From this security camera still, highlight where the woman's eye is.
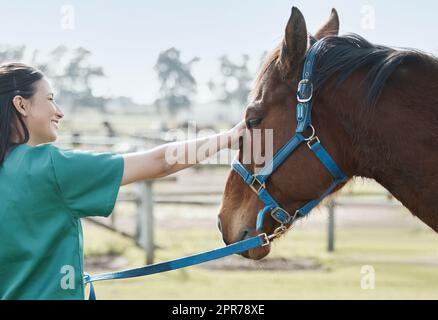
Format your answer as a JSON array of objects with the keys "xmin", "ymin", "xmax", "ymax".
[{"xmin": 246, "ymin": 118, "xmax": 263, "ymax": 129}]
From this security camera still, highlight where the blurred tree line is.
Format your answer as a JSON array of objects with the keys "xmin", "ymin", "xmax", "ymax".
[{"xmin": 0, "ymin": 46, "xmax": 266, "ymax": 114}]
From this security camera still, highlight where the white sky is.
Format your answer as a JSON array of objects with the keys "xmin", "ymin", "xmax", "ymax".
[{"xmin": 0, "ymin": 0, "xmax": 438, "ymax": 102}]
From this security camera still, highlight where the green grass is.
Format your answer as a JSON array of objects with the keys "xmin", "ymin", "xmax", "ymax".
[{"xmin": 85, "ymin": 225, "xmax": 438, "ymax": 299}]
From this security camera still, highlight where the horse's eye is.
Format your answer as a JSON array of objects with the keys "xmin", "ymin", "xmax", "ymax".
[{"xmin": 246, "ymin": 118, "xmax": 263, "ymax": 129}]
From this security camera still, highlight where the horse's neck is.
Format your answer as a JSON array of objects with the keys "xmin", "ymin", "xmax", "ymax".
[{"xmin": 347, "ymin": 70, "xmax": 438, "ymax": 232}]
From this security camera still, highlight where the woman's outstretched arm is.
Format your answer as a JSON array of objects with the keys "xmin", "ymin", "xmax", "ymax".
[{"xmin": 121, "ymin": 121, "xmax": 245, "ymax": 186}]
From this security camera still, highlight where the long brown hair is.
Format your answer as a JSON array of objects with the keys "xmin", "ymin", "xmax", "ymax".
[{"xmin": 0, "ymin": 63, "xmax": 44, "ymax": 167}]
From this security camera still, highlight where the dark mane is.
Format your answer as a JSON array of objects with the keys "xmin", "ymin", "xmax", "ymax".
[
  {"xmin": 251, "ymin": 34, "xmax": 438, "ymax": 106},
  {"xmin": 313, "ymin": 34, "xmax": 438, "ymax": 106}
]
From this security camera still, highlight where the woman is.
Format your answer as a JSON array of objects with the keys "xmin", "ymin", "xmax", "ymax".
[{"xmin": 0, "ymin": 63, "xmax": 245, "ymax": 299}]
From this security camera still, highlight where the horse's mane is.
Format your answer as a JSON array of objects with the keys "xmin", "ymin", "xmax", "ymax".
[{"xmin": 251, "ymin": 34, "xmax": 438, "ymax": 105}]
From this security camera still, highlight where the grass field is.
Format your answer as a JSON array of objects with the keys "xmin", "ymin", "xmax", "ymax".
[{"xmin": 85, "ymin": 224, "xmax": 438, "ymax": 299}]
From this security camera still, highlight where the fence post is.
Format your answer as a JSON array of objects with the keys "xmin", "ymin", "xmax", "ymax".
[
  {"xmin": 327, "ymin": 201, "xmax": 336, "ymax": 252},
  {"xmin": 136, "ymin": 181, "xmax": 155, "ymax": 264}
]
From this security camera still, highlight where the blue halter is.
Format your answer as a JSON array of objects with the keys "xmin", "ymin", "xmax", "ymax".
[{"xmin": 232, "ymin": 40, "xmax": 348, "ymax": 230}]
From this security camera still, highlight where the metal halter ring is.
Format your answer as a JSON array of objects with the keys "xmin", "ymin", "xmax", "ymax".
[
  {"xmin": 249, "ymin": 177, "xmax": 266, "ymax": 194},
  {"xmin": 297, "ymin": 79, "xmax": 313, "ymax": 103},
  {"xmin": 304, "ymin": 124, "xmax": 316, "ymax": 141}
]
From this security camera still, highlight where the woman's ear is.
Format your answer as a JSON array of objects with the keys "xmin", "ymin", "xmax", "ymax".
[
  {"xmin": 12, "ymin": 96, "xmax": 27, "ymax": 117},
  {"xmin": 280, "ymin": 7, "xmax": 308, "ymax": 76},
  {"xmin": 315, "ymin": 8, "xmax": 339, "ymax": 40}
]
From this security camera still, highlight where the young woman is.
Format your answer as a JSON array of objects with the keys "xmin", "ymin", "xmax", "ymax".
[{"xmin": 0, "ymin": 64, "xmax": 245, "ymax": 299}]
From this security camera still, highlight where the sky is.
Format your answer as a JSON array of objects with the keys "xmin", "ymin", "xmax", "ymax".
[{"xmin": 0, "ymin": 0, "xmax": 438, "ymax": 103}]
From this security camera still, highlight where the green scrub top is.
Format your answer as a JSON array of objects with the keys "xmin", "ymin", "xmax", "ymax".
[{"xmin": 0, "ymin": 144, "xmax": 124, "ymax": 300}]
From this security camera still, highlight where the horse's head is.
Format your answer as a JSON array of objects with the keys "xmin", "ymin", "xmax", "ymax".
[{"xmin": 219, "ymin": 7, "xmax": 352, "ymax": 259}]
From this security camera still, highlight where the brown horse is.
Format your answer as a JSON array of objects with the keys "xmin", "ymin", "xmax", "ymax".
[{"xmin": 219, "ymin": 8, "xmax": 438, "ymax": 259}]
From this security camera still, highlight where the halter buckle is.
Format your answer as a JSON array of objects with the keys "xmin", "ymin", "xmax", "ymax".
[
  {"xmin": 260, "ymin": 233, "xmax": 271, "ymax": 247},
  {"xmin": 307, "ymin": 136, "xmax": 321, "ymax": 149},
  {"xmin": 271, "ymin": 207, "xmax": 292, "ymax": 225},
  {"xmin": 297, "ymin": 79, "xmax": 313, "ymax": 103},
  {"xmin": 249, "ymin": 177, "xmax": 266, "ymax": 194}
]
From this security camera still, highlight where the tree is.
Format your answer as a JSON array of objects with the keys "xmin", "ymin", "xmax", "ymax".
[
  {"xmin": 208, "ymin": 54, "xmax": 253, "ymax": 105},
  {"xmin": 154, "ymin": 48, "xmax": 199, "ymax": 113},
  {"xmin": 0, "ymin": 46, "xmax": 107, "ymax": 113}
]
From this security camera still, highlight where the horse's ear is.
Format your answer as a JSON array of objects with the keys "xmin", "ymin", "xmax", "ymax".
[
  {"xmin": 280, "ymin": 7, "xmax": 308, "ymax": 75},
  {"xmin": 315, "ymin": 9, "xmax": 339, "ymax": 40}
]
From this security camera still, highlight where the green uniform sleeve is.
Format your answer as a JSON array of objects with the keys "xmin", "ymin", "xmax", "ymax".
[{"xmin": 50, "ymin": 146, "xmax": 124, "ymax": 218}]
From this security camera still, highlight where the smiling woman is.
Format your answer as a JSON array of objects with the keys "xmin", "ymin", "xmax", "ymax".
[{"xmin": 0, "ymin": 63, "xmax": 244, "ymax": 299}]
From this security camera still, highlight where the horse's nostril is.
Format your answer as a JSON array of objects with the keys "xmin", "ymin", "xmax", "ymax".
[
  {"xmin": 240, "ymin": 229, "xmax": 249, "ymax": 240},
  {"xmin": 217, "ymin": 216, "xmax": 222, "ymax": 232}
]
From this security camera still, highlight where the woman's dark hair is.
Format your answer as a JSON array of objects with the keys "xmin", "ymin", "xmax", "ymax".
[{"xmin": 0, "ymin": 63, "xmax": 44, "ymax": 167}]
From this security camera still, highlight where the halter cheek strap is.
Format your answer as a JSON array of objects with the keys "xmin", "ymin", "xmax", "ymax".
[{"xmin": 231, "ymin": 41, "xmax": 348, "ymax": 230}]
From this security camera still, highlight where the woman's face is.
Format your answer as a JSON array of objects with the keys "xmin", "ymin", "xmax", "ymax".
[{"xmin": 16, "ymin": 78, "xmax": 64, "ymax": 146}]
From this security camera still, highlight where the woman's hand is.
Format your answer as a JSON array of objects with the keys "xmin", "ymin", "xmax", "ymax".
[{"xmin": 226, "ymin": 120, "xmax": 246, "ymax": 150}]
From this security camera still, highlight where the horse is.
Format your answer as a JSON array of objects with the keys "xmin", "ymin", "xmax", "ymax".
[{"xmin": 218, "ymin": 7, "xmax": 438, "ymax": 260}]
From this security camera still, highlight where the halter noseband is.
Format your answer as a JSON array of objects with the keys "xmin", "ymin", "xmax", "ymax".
[{"xmin": 232, "ymin": 40, "xmax": 348, "ymax": 232}]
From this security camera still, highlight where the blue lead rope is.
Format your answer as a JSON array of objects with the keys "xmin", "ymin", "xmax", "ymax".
[{"xmin": 84, "ymin": 233, "xmax": 269, "ymax": 300}]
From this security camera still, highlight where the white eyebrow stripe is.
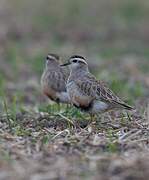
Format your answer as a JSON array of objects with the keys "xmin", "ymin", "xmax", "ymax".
[{"xmin": 48, "ymin": 55, "xmax": 55, "ymax": 59}]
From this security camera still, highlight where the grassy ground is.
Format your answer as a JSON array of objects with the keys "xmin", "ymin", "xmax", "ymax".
[{"xmin": 0, "ymin": 0, "xmax": 149, "ymax": 180}]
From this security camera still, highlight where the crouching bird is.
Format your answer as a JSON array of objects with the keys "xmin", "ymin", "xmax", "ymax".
[{"xmin": 61, "ymin": 55, "xmax": 133, "ymax": 117}]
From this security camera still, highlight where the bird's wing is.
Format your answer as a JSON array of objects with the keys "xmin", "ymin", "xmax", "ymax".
[
  {"xmin": 76, "ymin": 73, "xmax": 132, "ymax": 109},
  {"xmin": 48, "ymin": 71, "xmax": 66, "ymax": 92}
]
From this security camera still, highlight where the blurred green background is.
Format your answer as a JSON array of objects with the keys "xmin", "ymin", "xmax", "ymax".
[{"xmin": 0, "ymin": 0, "xmax": 149, "ymax": 108}]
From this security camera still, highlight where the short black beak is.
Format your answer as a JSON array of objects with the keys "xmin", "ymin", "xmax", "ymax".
[{"xmin": 60, "ymin": 62, "xmax": 71, "ymax": 66}]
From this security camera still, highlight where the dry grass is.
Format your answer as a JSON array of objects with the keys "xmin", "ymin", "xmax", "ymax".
[{"xmin": 0, "ymin": 0, "xmax": 149, "ymax": 180}]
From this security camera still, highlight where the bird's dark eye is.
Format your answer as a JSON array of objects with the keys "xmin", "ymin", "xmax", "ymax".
[
  {"xmin": 73, "ymin": 60, "xmax": 78, "ymax": 63},
  {"xmin": 46, "ymin": 56, "xmax": 49, "ymax": 60}
]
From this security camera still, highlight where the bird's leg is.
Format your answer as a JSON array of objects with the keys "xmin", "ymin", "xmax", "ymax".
[{"xmin": 57, "ymin": 102, "xmax": 61, "ymax": 112}]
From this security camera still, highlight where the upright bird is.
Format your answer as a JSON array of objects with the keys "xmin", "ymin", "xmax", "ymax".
[
  {"xmin": 61, "ymin": 55, "xmax": 133, "ymax": 115},
  {"xmin": 41, "ymin": 53, "xmax": 70, "ymax": 107}
]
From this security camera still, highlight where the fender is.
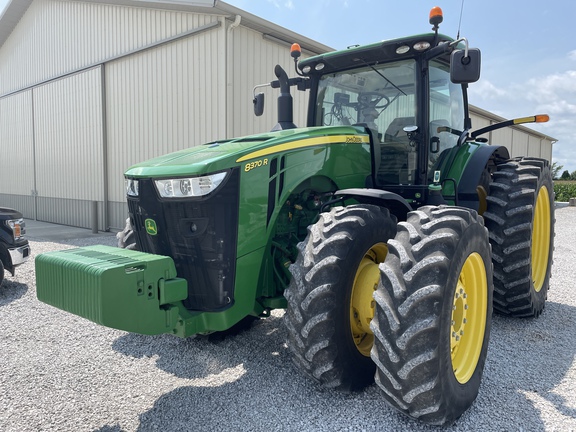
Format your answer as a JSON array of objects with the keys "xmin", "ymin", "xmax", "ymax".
[
  {"xmin": 334, "ymin": 188, "xmax": 413, "ymax": 221},
  {"xmin": 458, "ymin": 145, "xmax": 510, "ymax": 211}
]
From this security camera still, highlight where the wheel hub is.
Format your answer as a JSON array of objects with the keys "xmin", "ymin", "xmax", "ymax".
[
  {"xmin": 450, "ymin": 252, "xmax": 488, "ymax": 384},
  {"xmin": 532, "ymin": 186, "xmax": 551, "ymax": 292},
  {"xmin": 350, "ymin": 243, "xmax": 388, "ymax": 357}
]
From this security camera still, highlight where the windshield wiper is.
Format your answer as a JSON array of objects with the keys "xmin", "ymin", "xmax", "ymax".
[{"xmin": 358, "ymin": 58, "xmax": 408, "ymax": 96}]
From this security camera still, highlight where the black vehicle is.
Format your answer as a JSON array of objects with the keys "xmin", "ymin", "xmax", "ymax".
[{"xmin": 0, "ymin": 207, "xmax": 30, "ymax": 285}]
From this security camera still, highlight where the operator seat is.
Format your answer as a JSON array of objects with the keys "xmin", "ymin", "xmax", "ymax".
[{"xmin": 377, "ymin": 117, "xmax": 416, "ymax": 185}]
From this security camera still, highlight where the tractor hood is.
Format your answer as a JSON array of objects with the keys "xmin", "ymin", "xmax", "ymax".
[{"xmin": 125, "ymin": 126, "xmax": 366, "ymax": 178}]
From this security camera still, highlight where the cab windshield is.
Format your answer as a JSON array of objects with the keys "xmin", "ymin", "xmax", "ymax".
[
  {"xmin": 315, "ymin": 59, "xmax": 464, "ymax": 185},
  {"xmin": 315, "ymin": 60, "xmax": 418, "ymax": 184}
]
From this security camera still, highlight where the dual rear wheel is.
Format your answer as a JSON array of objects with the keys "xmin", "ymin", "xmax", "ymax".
[{"xmin": 285, "ymin": 158, "xmax": 554, "ymax": 425}]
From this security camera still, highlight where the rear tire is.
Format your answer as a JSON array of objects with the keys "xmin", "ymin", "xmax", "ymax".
[
  {"xmin": 284, "ymin": 205, "xmax": 396, "ymax": 391},
  {"xmin": 371, "ymin": 206, "xmax": 493, "ymax": 425},
  {"xmin": 484, "ymin": 158, "xmax": 554, "ymax": 317},
  {"xmin": 116, "ymin": 218, "xmax": 138, "ymax": 250}
]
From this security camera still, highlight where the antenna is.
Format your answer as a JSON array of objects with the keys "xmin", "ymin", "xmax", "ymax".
[{"xmin": 456, "ymin": 0, "xmax": 464, "ymax": 40}]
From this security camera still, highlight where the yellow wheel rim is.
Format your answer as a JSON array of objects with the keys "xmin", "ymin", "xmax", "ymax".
[
  {"xmin": 350, "ymin": 243, "xmax": 388, "ymax": 357},
  {"xmin": 450, "ymin": 252, "xmax": 488, "ymax": 384},
  {"xmin": 532, "ymin": 186, "xmax": 551, "ymax": 292}
]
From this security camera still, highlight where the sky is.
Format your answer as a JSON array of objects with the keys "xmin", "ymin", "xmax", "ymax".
[
  {"xmin": 0, "ymin": 0, "xmax": 576, "ymax": 172},
  {"xmin": 227, "ymin": 0, "xmax": 576, "ymax": 176}
]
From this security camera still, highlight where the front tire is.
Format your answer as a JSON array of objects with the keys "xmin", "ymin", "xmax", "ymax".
[
  {"xmin": 371, "ymin": 206, "xmax": 493, "ymax": 425},
  {"xmin": 284, "ymin": 205, "xmax": 396, "ymax": 391},
  {"xmin": 484, "ymin": 158, "xmax": 554, "ymax": 317}
]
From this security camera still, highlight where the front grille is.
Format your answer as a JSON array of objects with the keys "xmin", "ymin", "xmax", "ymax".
[{"xmin": 128, "ymin": 169, "xmax": 240, "ymax": 311}]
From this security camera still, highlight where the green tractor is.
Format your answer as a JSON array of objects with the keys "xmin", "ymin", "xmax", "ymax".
[{"xmin": 36, "ymin": 9, "xmax": 554, "ymax": 425}]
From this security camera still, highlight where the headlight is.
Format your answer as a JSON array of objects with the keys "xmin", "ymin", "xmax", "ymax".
[
  {"xmin": 125, "ymin": 179, "xmax": 138, "ymax": 196},
  {"xmin": 154, "ymin": 172, "xmax": 226, "ymax": 198}
]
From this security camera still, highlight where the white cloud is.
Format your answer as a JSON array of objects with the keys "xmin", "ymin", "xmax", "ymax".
[
  {"xmin": 267, "ymin": 0, "xmax": 294, "ymax": 10},
  {"xmin": 469, "ymin": 69, "xmax": 576, "ymax": 172}
]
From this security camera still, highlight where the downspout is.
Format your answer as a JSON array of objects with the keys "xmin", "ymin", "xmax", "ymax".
[{"xmin": 224, "ymin": 15, "xmax": 242, "ymax": 139}]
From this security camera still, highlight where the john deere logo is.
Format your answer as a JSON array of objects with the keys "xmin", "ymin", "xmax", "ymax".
[{"xmin": 144, "ymin": 219, "xmax": 158, "ymax": 235}]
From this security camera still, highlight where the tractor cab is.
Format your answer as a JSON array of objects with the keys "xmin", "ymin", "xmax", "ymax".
[{"xmin": 254, "ymin": 8, "xmax": 480, "ymax": 206}]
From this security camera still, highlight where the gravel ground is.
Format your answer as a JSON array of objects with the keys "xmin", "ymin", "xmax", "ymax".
[{"xmin": 0, "ymin": 207, "xmax": 576, "ymax": 432}]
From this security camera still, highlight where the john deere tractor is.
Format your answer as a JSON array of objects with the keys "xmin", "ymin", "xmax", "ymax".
[{"xmin": 36, "ymin": 8, "xmax": 554, "ymax": 425}]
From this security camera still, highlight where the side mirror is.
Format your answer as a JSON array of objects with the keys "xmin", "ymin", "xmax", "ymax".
[
  {"xmin": 252, "ymin": 93, "xmax": 264, "ymax": 117},
  {"xmin": 450, "ymin": 48, "xmax": 481, "ymax": 84}
]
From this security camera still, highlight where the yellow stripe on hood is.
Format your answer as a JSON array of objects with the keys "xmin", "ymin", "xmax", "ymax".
[{"xmin": 236, "ymin": 135, "xmax": 370, "ymax": 162}]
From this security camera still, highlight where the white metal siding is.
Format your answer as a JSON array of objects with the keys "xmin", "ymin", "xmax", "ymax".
[
  {"xmin": 0, "ymin": 0, "xmax": 216, "ymax": 94},
  {"xmin": 471, "ymin": 109, "xmax": 552, "ymax": 161},
  {"xmin": 0, "ymin": 90, "xmax": 35, "ymax": 218},
  {"xmin": 34, "ymin": 68, "xmax": 104, "ymax": 226},
  {"xmin": 106, "ymin": 23, "xmax": 226, "ymax": 206},
  {"xmin": 229, "ymin": 26, "xmax": 308, "ymax": 136},
  {"xmin": 0, "ymin": 90, "xmax": 34, "ymax": 195}
]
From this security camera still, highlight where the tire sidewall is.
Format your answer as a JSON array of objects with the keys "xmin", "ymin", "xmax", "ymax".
[
  {"xmin": 438, "ymin": 219, "xmax": 493, "ymax": 417},
  {"xmin": 335, "ymin": 208, "xmax": 393, "ymax": 384}
]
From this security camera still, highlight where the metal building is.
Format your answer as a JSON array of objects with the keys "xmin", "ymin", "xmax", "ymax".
[{"xmin": 0, "ymin": 0, "xmax": 554, "ymax": 230}]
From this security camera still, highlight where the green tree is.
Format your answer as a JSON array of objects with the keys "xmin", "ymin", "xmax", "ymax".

^^^^^^^^^^^^^^^^

Instructions for the task >> Please copy word for word the rows beginning with the line containing "From this security camera still, highlight where the green tree" and continuing through the final line of the rows.

Complete output >>
From this security camera still, highlight where the green tree is.
Format your answer as a JSON array of objects with the keys "xmin", "ymin", "xmax", "ymax".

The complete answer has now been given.